#### Prompt
What is needed is a verbatim copy of each record below.

#### Raw data
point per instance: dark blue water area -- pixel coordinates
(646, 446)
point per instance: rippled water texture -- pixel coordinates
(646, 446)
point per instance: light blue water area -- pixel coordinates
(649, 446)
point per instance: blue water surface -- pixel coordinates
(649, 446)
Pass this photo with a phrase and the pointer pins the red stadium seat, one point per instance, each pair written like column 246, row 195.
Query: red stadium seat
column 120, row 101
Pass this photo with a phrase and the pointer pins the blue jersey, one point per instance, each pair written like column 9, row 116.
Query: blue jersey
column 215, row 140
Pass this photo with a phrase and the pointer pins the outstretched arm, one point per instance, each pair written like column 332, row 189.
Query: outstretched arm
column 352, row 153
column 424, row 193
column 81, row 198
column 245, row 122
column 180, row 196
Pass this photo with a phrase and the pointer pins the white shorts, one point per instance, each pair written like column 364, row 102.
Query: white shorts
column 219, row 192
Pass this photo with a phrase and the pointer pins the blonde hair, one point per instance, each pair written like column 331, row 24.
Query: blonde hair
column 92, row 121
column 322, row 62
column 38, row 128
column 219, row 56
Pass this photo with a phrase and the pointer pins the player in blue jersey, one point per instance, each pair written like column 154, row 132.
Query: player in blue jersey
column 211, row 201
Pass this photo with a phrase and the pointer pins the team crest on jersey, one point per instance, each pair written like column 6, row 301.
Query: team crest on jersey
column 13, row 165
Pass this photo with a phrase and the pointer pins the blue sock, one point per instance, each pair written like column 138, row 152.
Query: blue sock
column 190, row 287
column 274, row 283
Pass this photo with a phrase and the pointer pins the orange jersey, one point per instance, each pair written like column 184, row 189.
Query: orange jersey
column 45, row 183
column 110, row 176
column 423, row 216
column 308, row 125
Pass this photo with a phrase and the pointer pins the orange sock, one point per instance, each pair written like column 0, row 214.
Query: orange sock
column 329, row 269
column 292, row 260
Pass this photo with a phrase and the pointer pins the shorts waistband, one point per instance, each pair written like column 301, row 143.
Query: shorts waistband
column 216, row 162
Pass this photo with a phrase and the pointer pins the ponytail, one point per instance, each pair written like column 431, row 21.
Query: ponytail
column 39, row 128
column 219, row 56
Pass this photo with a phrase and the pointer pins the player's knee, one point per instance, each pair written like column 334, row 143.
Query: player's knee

#### Exercise result
point per instance: dark blue water area -- pixel coordinates
(646, 446)
point per instance: rippled water texture -- pixel coordinates
(646, 446)
point per instance: light blue water area -- pixel coordinates
(649, 446)
point per instance: blue water surface -- pixel coordinates
(649, 446)
Pass this photo with a phrase and the pointer pins the red stadium seat, one point per instance, each pair written like column 246, row 195.
Query: red stadium seat
column 120, row 101
Pass this photo with a phrase and the pointer pins the blue jersey, one point per instance, each pair written like column 9, row 116.
Query: blue jersey
column 215, row 140
Pass this photo with a phrase and the pointer pins the outstretched arm, one point per instance, each pair written like column 332, row 189.
Query: outstretched arm
column 352, row 153
column 424, row 193
column 81, row 198
column 245, row 122
column 180, row 196
Pass this photo with a phrase and the pointer pins the white shorts, one point per instance, each pair written like column 364, row 102.
Query: white shorts
column 219, row 192
Pass this photo with a phrase and the pointer pins the blonde hair, one point per instance, each pair written like column 331, row 24.
Query: blonde hair
column 92, row 121
column 322, row 62
column 38, row 128
column 219, row 56
Pass this photo with a phrase and the pointer pins the player in blue jersey, one point per instance, each pair written like column 154, row 132.
Query: player in blue jersey
column 211, row 201
Pass this photo with a phrase and the pointer pins the team crest on jersey, one point per instance, each pair written like column 6, row 301.
Query: team crest on jersey
column 13, row 165
Pass this photo with a phrase and the pointer pins the blue sock, one point per instance, each pair written like column 138, row 152.
Query: blue sock
column 190, row 287
column 274, row 283
Pass this photo with a phrase and the pointer pins the orange jersey, one point per instance, each pair written like column 184, row 189.
Query: orange jersey
column 45, row 183
column 110, row 176
column 423, row 216
column 308, row 125
Pass this photo with a phrase and the pointer pins the orange sock, one point per instance, each pair written like column 0, row 214.
Query: orange sock
column 329, row 269
column 292, row 260
Pass this photo with a phrase and the pointer pins the shorts waistband, one point per instance, each pair written like column 301, row 143.
Query: shorts waistband
column 216, row 162
Pass this photo with a phrase and the pointer pins the ponytail, one point per instance, each pair written like column 431, row 21.
Query: ponytail
column 39, row 128
column 219, row 56
Pass this photo with a phrase and the pointer pins the player's knee, one point per instance, each pair written like column 334, row 143.
Query: player's knee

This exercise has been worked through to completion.